▶ TASK TO CARRY OUT
Please tally how many lines in the entries below include the word "panel", giving only the number.

▶ STORED DATA
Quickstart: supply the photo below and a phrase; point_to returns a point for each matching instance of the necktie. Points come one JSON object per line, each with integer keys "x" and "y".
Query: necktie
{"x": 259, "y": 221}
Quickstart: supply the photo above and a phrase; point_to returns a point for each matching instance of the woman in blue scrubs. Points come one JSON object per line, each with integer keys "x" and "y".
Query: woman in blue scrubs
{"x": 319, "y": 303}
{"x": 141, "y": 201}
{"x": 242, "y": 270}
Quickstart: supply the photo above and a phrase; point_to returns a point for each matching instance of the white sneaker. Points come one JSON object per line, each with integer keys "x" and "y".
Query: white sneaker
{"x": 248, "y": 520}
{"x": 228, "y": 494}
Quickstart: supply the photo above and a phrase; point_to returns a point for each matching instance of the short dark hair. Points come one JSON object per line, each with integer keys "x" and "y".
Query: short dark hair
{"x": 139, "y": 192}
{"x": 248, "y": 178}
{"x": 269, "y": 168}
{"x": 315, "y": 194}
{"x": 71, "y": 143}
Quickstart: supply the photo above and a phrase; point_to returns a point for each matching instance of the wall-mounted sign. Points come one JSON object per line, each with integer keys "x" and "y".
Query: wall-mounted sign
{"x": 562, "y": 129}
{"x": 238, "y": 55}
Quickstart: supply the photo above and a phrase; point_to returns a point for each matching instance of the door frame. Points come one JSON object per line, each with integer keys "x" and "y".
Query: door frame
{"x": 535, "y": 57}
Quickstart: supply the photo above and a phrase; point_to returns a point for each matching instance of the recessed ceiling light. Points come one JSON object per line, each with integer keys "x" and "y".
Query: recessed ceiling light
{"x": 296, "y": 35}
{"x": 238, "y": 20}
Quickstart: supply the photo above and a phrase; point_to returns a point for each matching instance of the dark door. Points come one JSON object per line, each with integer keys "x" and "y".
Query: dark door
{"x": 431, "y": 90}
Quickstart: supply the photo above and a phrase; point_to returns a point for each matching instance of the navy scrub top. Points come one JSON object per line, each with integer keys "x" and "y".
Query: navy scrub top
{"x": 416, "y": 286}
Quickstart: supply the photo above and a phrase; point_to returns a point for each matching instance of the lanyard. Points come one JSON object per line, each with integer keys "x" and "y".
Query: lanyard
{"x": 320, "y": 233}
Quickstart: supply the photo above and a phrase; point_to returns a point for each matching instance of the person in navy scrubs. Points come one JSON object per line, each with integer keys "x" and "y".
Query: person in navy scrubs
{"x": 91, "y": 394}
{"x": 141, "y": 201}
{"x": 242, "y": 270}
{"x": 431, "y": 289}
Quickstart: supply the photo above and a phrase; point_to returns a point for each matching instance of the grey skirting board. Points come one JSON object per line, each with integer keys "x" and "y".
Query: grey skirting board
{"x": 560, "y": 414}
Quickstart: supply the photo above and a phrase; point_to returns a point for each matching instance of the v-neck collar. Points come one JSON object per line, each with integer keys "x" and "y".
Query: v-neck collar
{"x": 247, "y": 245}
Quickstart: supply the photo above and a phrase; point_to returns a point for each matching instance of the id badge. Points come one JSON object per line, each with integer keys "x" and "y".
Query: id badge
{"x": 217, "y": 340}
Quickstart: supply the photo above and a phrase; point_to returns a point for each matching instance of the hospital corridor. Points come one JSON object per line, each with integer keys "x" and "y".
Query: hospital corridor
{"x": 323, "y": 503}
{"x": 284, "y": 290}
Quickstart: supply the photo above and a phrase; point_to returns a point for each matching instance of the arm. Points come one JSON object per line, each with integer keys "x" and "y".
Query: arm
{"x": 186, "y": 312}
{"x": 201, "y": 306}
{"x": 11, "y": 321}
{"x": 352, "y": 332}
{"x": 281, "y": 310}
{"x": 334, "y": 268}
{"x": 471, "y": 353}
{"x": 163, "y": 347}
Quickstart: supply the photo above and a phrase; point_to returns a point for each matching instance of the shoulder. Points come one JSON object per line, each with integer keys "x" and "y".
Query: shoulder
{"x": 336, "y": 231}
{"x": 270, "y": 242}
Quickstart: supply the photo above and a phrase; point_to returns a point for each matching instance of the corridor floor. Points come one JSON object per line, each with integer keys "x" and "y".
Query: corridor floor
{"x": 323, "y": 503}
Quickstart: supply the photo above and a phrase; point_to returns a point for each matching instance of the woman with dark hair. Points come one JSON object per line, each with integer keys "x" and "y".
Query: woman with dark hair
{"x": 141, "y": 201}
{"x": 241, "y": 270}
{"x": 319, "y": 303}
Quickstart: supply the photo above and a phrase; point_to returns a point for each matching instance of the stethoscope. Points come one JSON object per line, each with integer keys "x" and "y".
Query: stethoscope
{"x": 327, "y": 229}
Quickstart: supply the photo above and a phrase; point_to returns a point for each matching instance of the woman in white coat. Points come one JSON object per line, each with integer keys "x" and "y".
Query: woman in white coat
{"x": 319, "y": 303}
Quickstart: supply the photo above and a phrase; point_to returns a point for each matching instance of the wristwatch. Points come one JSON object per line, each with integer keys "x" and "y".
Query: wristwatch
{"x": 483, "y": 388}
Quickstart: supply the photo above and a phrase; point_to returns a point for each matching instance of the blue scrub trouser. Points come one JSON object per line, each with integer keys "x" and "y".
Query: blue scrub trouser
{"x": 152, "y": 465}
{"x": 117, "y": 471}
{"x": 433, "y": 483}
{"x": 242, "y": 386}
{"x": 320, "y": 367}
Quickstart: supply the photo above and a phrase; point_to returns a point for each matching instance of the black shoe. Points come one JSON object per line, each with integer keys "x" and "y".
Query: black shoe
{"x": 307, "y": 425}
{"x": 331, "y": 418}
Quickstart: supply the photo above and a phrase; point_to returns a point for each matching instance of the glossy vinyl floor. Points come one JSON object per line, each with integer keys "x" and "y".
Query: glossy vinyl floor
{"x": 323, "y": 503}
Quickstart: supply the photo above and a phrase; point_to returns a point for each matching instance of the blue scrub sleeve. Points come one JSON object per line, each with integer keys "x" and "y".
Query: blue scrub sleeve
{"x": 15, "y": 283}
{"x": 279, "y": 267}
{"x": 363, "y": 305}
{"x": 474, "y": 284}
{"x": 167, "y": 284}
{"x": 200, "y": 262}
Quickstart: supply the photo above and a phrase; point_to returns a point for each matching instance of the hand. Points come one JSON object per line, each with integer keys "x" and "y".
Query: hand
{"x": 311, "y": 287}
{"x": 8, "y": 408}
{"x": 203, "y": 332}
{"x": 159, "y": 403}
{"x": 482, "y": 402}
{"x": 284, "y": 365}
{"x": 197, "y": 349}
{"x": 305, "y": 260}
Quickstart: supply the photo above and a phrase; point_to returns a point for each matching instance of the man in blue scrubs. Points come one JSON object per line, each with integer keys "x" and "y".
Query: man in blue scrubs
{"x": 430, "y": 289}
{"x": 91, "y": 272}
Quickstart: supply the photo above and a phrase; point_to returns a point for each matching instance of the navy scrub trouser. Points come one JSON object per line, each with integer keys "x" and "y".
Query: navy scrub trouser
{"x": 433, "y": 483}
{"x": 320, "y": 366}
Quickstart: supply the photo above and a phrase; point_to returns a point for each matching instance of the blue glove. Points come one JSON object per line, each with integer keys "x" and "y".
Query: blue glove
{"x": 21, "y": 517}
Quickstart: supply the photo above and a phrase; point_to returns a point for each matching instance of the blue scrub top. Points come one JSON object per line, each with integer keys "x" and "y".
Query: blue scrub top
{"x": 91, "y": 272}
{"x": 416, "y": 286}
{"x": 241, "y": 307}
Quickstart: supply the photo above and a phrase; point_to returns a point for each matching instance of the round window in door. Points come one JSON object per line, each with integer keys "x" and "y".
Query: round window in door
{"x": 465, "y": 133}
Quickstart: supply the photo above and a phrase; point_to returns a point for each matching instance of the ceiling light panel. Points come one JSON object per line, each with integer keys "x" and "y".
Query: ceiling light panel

▶ ANSWER SPACE
2